Task objective:
Exact repetition is required: output every record in full.

Dataset entries:
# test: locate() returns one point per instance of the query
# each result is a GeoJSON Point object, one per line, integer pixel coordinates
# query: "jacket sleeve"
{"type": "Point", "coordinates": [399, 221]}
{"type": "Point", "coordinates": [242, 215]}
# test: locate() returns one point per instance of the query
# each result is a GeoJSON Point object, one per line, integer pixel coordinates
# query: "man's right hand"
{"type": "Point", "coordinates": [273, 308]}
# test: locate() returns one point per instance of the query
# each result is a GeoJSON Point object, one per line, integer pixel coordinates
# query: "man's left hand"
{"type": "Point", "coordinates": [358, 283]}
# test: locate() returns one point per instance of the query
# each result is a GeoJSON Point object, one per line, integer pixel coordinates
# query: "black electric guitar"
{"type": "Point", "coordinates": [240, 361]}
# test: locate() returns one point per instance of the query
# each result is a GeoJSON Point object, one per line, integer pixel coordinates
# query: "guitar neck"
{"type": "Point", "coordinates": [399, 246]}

Exercise response:
# test: locate() returns one point per instance of the query
# each result is a GeoJSON Point object, one per line, integer pixel coordinates
# query: "jacket sleeve"
{"type": "Point", "coordinates": [399, 221]}
{"type": "Point", "coordinates": [242, 215]}
# test: locate() returns one point per instance of the query
# each result is a GeoJSON Point object, one per line, integer pixel coordinates
# query: "man's right hand"
{"type": "Point", "coordinates": [273, 308]}
# test: locate() returns one point per instance of the query
# each result is a GeoJSON Point object, one per line, integer pixel coordinates
# query: "man's left hand"
{"type": "Point", "coordinates": [358, 283]}
# test: locate() returns one point per instance of the query
# each result is a GeoJSON Point object, one per line, integer pixel coordinates
# query: "black electric guitar"
{"type": "Point", "coordinates": [240, 361]}
# test: locate() returns one point per instance of the query
# each result is a GeoJSON Point object, one per line, integer pixel coordinates
# query: "guitar neck"
{"type": "Point", "coordinates": [399, 246]}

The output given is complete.